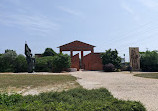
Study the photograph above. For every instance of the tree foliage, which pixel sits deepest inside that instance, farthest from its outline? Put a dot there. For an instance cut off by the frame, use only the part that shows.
(20, 64)
(61, 62)
(43, 64)
(7, 61)
(111, 56)
(49, 52)
(149, 61)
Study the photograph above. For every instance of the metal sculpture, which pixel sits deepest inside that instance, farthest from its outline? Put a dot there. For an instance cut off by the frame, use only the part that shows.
(30, 59)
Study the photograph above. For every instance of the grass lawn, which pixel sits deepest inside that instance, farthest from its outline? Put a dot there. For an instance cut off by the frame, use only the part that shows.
(16, 82)
(148, 75)
(72, 100)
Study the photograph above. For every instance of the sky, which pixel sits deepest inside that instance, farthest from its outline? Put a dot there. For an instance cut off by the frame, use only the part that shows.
(115, 24)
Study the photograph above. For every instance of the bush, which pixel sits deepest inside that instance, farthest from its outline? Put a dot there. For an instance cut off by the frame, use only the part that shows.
(43, 64)
(49, 52)
(61, 63)
(7, 61)
(111, 56)
(20, 64)
(76, 99)
(109, 67)
(149, 61)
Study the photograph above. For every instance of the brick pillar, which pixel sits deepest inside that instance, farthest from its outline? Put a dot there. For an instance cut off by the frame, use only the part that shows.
(71, 54)
(82, 60)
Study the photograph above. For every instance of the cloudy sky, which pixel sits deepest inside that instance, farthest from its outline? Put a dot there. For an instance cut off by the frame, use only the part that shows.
(116, 24)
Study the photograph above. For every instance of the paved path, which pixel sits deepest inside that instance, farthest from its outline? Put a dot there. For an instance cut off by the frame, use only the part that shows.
(123, 86)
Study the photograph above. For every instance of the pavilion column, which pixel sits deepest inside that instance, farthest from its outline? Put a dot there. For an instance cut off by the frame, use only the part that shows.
(71, 53)
(82, 60)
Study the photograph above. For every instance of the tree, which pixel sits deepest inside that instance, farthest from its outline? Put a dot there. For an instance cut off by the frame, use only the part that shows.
(149, 61)
(111, 56)
(61, 62)
(20, 64)
(49, 52)
(44, 64)
(7, 61)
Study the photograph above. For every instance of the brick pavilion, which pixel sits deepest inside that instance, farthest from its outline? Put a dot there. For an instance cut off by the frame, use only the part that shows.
(91, 61)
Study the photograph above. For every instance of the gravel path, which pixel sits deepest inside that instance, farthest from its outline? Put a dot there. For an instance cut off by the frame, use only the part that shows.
(122, 85)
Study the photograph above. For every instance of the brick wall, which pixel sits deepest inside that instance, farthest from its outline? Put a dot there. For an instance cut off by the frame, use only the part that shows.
(93, 61)
(75, 62)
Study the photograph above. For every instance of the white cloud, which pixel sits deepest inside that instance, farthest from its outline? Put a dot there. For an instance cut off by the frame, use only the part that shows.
(130, 10)
(34, 23)
(151, 4)
(127, 8)
(70, 11)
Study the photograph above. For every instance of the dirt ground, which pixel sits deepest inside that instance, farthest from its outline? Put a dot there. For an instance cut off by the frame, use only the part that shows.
(122, 85)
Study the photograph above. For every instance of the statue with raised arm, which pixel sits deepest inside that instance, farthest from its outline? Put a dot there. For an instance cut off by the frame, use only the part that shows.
(30, 59)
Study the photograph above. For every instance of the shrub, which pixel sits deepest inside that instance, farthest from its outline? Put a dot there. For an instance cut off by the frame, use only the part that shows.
(20, 64)
(7, 61)
(43, 64)
(111, 56)
(149, 61)
(76, 99)
(61, 62)
(109, 67)
(49, 52)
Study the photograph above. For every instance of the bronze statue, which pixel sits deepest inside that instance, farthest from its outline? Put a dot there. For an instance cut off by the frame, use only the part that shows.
(30, 59)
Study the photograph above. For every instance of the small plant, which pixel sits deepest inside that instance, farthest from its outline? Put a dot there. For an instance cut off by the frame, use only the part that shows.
(76, 99)
(109, 67)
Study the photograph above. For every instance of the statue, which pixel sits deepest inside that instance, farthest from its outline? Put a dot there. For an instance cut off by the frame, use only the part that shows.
(30, 59)
(134, 58)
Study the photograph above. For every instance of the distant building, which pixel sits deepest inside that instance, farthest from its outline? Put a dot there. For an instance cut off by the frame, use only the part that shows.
(38, 55)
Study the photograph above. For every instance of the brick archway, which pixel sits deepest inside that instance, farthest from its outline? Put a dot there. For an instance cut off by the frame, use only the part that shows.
(77, 46)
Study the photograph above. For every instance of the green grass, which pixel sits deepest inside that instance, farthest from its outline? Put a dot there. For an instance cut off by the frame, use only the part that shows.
(72, 100)
(148, 75)
(25, 80)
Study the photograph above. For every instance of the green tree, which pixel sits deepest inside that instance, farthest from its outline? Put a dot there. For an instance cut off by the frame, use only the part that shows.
(149, 61)
(111, 56)
(43, 64)
(49, 52)
(61, 62)
(7, 61)
(20, 64)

___

Your goal:
Could you print every row above word for word, from the first line to the last, leaving out any picture?

Exercise result:
Study the photograph above. For every instance of the tree foliage, which pixel sits deepest inside that instance, farthest from its outline? Put a dot there. For an instance cut off by the frame, use only the part that shows.
(20, 64)
(61, 62)
(43, 64)
(7, 61)
(111, 56)
(49, 52)
(149, 61)
Study the photograph above. For every instance of the metal sculpture, which pixel sits deepest inside that instance, farthest from its outline? Put a dot there. For an instance cut off by the frame, use only the part that shows.
(30, 59)
Study the photograph above. For every instance of the grass lawn, which pixel sits deepest inside that instance, farthest from its outline? Put a dot there. For an instance cut off by the frame, use only the part that shows.
(16, 82)
(148, 75)
(72, 100)
Study the photograph above. For every instance of the sky, which pixel sits deepest inside that instance, farthest from its outline? Put a dot there. For an instance cut off by the frame, use only the part that shows.
(115, 24)
Study the photograph above. For every instance of the bush, which pixel sits deepest inside that instance, farthest from its outline? Put a dot there. For an instance cut off by the frame, use only the part that shows.
(43, 64)
(49, 52)
(61, 63)
(7, 61)
(111, 56)
(20, 64)
(76, 99)
(109, 67)
(149, 61)
Study the photograph above. For every instance of the brick pillar, which pixel sits deepest inside that instance, farthest from its outline? Put a dot there. For an instance cut off by the frame, use only the part that shows.
(71, 54)
(82, 60)
Study the photograph above. For every instance of the cloudy sky, which pixel sits deepest inside that instance, farthest from its outline? Put a dot there. For an instance cut off by the frame, use only the part that shows.
(116, 24)
Study the photograph above. For every instance of the paved path, which pixel sits deepest inside that instance, farthest from its outline? Put a dot there. For an instance cut off by the frame, use only the part that shows.
(123, 86)
Study the photograph above. For every instance of the pavilion column, which pixel sits deepest inside that instance, farthest from its outline? Put a dot there. For an instance cut off by the frame, use only the part that shows.
(71, 53)
(82, 60)
Study the photograph above. For every instance of the tree, which pixel sits deepest inside that instance, farthest from its outline? Put a dot there. For an instance cut off by the frame, use only the part that shows.
(149, 61)
(111, 56)
(61, 62)
(20, 64)
(49, 52)
(44, 64)
(7, 61)
Study the photograph above. For every instance of the brick pavilion, which pixel sits deepest inside that instance, farthest from its outline? Put a dot there. For an instance cut off by the frame, use only the part that shows.
(91, 61)
Study the photograph above. For every instance of the gravel path, which pixel sits deepest inside that instance, farthest from its outline? Put a dot there. For an instance cut off by the frame, use only the part that shows.
(122, 85)
Study the photograph above. For every instance of the brick wall, which pixel sits deepest inside that instance, farthest from its outline? Put a dot there. For an instance cut off by the frame, use only the part that shows.
(93, 61)
(75, 62)
Study the photograph above. For every instance of the white cloud, which pixel sits deepest inside that instance, farthest from its outline? Put a dot there. For an instance cut off by the frame, use only the part that shows.
(130, 10)
(34, 23)
(151, 4)
(127, 8)
(70, 11)
Study the photograph above. For every instance of the dirt ground, which pixel sits deepest inside that instance, farthest from its outline? Put a dot there. For an instance cut off by the frame, use only the part that shows.
(122, 85)
Study the photograph above. For every instance of the statue with raised arm, which pixel sits deepest inside that instance, farthest from its outline? Put a dot there. For an instance cut off by the frame, use only the part that shows.
(30, 59)
Study the photograph above. For every instance of the shrub, which pixel sits deepest inside that instance, farthest from its outline? Put a dot there. For an instance cut off by the frame, use only the part that shows.
(20, 64)
(7, 61)
(43, 64)
(111, 56)
(149, 61)
(76, 99)
(61, 62)
(109, 67)
(49, 52)
Study the photograph above. For every instance of the bronze statue, which pixel sits deepest inside that instance, farthest from its outline? Put a dot there. For an instance cut off by the frame, use only the part that shows.
(30, 59)
Study the photograph above. For every instance of the small plant, which pixel sits deepest inside that instance, farthest from its outline? Put a dot there. For an instance cut off by the frame, use only the part that shows.
(76, 99)
(109, 67)
Study the photograph above. For every instance of the statue, which pixel sits deepest inside that instance, farthest from its outline? Put a dot there. For an instance cut off by the frame, use only the part that shows.
(30, 59)
(134, 58)
Study the photograph above. For every instance of the distant building, which pixel sits deepest inside that instance, farthest from its outline? Put a dot there. For an instance cut off by the frame, use only the part that shows.
(38, 55)
Study the photograph above. For every instance of the brick archway, which pixel sits deepest inside that instance, farthest from its outline? Put a dot there. For an instance cut off by the frame, use only the part that shows.
(77, 46)
Study the photograph above. For every instance of the green grass, which pixel sits deepest inside that instance, farthest from its outline? Put a dot there. For an instance cut off by the frame, use only the part that shows.
(72, 100)
(148, 75)
(25, 80)
Study the photograph above. For every instance of the green tree, which pixel sits deepest inside that instance, farthest from its outline? Put a dot there. For an instance cut off by the frame, use only the part that shows.
(149, 61)
(111, 56)
(43, 64)
(49, 52)
(61, 62)
(7, 61)
(20, 64)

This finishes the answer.